Communities worked well together during Covid - how do we sustain that during the next crisis?
It is an understatement to say the Covid-19 pandemic brought unprecedented challenges across all walks of life, and as Director of the Emergencies Partnerships those challenges were at the forefront of my day to day work.
In the aftermath of tragedies in 2017, including the Grenfell Tower disaster, it was clear there needed to be a more a coordinated response across the various organisations and agencies that were doing their best to support those impacted; to stop duplication of effort, to listen to the local community and to stop people falling through the gaps. The Emergencies Partnership was born in 2018 to bring together local and national organisations to improve the response before, during and after an emergency; however, no one foresaw the global health pandemic on the horizon.
Yet, since March 2020, we have pulled together as a sector, with our government stakeholders, to help where needed and, in places, freeing up blue light responders to focus on the most urgent priorities. From volunteers playing an integral role in the vaccination programme and faith communities tackling vaccine hesitancy, to befriending schemes for domestic violence victims and supporting those at risk of isolation and loneliness, the Emergencies Partnership has enabled local, regional and national organisations to share intelligence, insight and resources to provide effective solutions.
The pandemic has highlighted the vital importance of listening to those who are most affected by emergencies
This week, we launched Lasting Connections, highlighting the inspiring initiatives born out of community partnership-working amidst the pandemic and the work taking place to identify people and groups who are, or are likely to be, disproportionately impacted.

* Information provided

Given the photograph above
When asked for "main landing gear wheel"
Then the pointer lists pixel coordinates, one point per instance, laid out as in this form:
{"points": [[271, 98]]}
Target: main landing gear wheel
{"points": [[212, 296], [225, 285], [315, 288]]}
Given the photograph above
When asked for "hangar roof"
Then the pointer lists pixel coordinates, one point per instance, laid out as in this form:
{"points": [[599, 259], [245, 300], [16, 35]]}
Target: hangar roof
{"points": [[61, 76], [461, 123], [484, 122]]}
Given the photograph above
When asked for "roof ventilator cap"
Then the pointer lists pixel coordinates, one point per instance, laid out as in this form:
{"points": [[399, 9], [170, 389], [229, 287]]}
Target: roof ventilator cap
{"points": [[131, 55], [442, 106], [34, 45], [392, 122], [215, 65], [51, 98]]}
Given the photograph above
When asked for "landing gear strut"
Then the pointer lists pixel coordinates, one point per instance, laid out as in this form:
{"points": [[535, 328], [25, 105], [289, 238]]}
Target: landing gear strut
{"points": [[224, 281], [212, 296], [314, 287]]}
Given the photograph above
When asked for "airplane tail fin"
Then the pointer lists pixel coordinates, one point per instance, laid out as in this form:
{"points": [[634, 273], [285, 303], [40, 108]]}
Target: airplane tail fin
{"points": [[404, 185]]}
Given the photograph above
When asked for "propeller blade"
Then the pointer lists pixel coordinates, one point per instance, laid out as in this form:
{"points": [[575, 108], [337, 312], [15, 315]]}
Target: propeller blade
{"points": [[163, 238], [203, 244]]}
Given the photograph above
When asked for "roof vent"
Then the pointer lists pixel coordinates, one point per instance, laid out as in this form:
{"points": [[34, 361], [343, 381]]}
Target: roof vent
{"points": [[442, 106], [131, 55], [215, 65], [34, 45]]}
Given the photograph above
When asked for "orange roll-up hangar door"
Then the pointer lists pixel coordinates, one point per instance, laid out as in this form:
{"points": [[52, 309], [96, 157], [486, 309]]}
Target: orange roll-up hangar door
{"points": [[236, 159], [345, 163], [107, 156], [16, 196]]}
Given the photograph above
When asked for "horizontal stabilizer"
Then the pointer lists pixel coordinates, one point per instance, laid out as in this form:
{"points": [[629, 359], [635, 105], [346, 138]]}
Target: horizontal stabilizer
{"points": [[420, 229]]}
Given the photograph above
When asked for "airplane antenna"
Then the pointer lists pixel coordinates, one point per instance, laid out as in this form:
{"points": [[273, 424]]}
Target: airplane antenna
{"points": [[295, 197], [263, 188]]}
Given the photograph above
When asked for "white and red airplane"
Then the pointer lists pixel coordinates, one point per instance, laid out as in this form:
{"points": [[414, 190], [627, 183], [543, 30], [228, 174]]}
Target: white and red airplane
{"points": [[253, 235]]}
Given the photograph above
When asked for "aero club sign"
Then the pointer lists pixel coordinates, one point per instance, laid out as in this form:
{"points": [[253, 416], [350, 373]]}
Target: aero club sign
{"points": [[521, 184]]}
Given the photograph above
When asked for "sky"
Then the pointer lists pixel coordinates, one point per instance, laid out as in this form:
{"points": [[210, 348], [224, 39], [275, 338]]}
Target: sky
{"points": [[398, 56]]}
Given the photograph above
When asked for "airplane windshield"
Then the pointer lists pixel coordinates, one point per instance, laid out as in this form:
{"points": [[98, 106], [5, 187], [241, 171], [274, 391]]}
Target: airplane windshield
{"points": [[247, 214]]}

* Your objective
Write the next part of the article about how communities worked together during Covid, starting right after its last sentence.

* Answer box
The report shows what we have learned over the last year and the pandemic has highlighted the vital importance of listening to those who are most affected by emergencies. At the Emergencies Partnership, we’ve outlined recommendations for systemic change to ensure our country’s most at-risk communities get the right support, at the right time in an emergency. These include:
- Organisations should proactively seek greater coordination and intelligence-sharing at a local and national level, and be supported in doing so - preserving such structures while making them accessible to all is a collective responsibility
- Organisations should adopt a human-centred and locally-tailored approach to improving resilience - collaboration that works is always built on a diverse range of voices reflective of society
- Statutory bodies should continue working closely with the voluntary and community sector to increase resilience, and support wider recovery - the government should continue to work with civil society to ensure they are part of emergency response structures, local and national, as well as being consulted around the new national resilience strategy, as referenced in the Integrated Defence and Security Review 2021 report.
We need to continue our model of sharing insight, pooling resources and collaborating with all shapes and sizes of organisations to build crisis preparedness and community resilience before the next shock hits.
Working together with our government stakeholders we have come an incredible distance since the start of the pandemic, and we thank the Department for Digital, Culture, Media and Sport for their support and in particular Minister for Civil Society, Baroness Dianne Barran. None of that distance would have been covered without the willingness and hard work of all our partners – from the national organisations to the local voluntary community groups, as well as those outside the sector.